* TEXT PROVIDED *
◇ ◇ ◇
Boxers arrive from Baguio, trip home set


    EXCEPT for junior boxer Clint Jara, 13 boxers plus some coaches in the national training pool arrived in Manila yesterday from the Philippine Sports Commission training camp in Baguio City, according to PSC National Sports Association affairs department head Annie Ruiz.

    Ruiz said the group, led by six female and seven male boxers, is now at the Philsports Complex in Pasig City where “they are being kept in separate dorms.”

    She said that Jara, a native of Bacolod City, was advised to stay longer in Baguio by PSC physician William Occidental, who has been monitoring the athletes at the training camp, for further observation.

    “Dr. Occidental advised the boxer to remain in Baguio for a while for observation as a precaution,” she said, adding that national women’s coach Reynaldo Galido also stayed behind to keep Jara company.

    Jara tested negative last Tuesday for the COVID-19 virus after undergoing the polymerase chain reaction test last Saturday after his previous rapid test showed otherwise. The rest were found negative after taking the rapid test.

    Among those who came down with the boxers were coaches Mitchell Martinez, a former world amateur boxing champion, and Elias Recaido Jr., a gold medalist in the 1994 Hiroshima Asian, who went directly to their homes in Quezon City and Cavite, respectively, according to Ruiz.

    Expected to travel back to Davao City were world champion and 30th Southeast Asian Games gold champion Nesthy Petecio and his younger brother Norlan, a member of the youth squad, while Olympic hopeful Irish Magno would return to her hometown in Iloilo.

    “While they stay at the dorms, the PSC will book their flights to their respective provinces and secure their travel pass from the city government of Pasig where the Philsports Complex is located,” Ruiz said. “We have also secured entry permits from local government units where they live.”

    The boxers and coaches have been cooped up in the PSC training camp in Baguio since the national government locked down Luzon in mid-March to contain the spread of the deadly virus.

    Only when travel restrictions were eased were they allowed by Baguio City officials to come down to Manila.
◇ ◇ ◇
Stored data entries
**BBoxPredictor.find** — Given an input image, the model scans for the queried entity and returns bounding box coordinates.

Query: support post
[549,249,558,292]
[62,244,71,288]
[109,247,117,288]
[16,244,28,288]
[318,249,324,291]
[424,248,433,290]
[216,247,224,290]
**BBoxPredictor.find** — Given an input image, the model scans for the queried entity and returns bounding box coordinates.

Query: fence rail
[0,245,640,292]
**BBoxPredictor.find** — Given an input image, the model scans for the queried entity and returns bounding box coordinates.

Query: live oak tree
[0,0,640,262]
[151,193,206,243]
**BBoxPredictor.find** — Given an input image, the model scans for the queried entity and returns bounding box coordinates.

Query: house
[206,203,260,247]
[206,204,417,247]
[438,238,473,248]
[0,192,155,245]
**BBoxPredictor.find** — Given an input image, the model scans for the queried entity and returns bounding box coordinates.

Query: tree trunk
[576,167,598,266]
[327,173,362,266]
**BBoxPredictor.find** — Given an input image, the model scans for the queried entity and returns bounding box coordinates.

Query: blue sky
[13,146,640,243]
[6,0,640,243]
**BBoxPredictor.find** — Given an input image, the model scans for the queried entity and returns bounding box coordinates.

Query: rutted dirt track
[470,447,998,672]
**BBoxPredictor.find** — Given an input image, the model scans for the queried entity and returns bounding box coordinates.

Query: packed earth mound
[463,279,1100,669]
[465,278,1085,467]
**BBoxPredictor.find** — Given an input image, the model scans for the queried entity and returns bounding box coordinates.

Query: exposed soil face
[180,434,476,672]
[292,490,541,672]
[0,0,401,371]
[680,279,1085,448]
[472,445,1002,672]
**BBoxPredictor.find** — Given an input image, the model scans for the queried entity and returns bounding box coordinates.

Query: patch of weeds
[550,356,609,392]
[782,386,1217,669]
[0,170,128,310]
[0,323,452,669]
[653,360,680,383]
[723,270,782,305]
◇ ◇ ◇
* QUESTIONS ON THE MATERIAL *
(1) Reproduce the part of the boxers article between "Boxers arrive from" and "keep Jara company.", inclusive.
(2) Answer these questions from the boxers article:
(a) Which PSC physician advised Jara to stay longer in Baguio?
(b) At what complex, and in which city, are the boxers now being kept?
(c) To which hometown will Irish Magno return?

* RESULTS FOR THE EXERCISE *
(1)
Boxers arrive from Baguio, trip home set


    EXCEPT for junior boxer Clint Jara, 13 boxers plus some coaches in the national training pool arrived in Manila yesterday from the Philippine Sports Commission training camp in Baguio City, according to PSC National Sports Association affairs department head Annie Ruiz.

    Ruiz said the group, led by six female and seven male boxers, is now at the Philsports Complex in Pasig City where “they are being kept in separate dorms.”

    She said that Jara, a native of Bacolod City, was advised to stay longer in Baguio by PSC physician William Occidental, who has been monitoring the athletes at the training camp, for further observation.

    “Dr. Occidental advised the boxer to remain in Baguio for a while for observation as a precaution,” she said, adding that national women’s coach Reynaldo Galido also stayed behind to keep Jara company.

(2)
(a) William Occidental
(b) The Philsports Complex in Pasig City
(c) Iloilo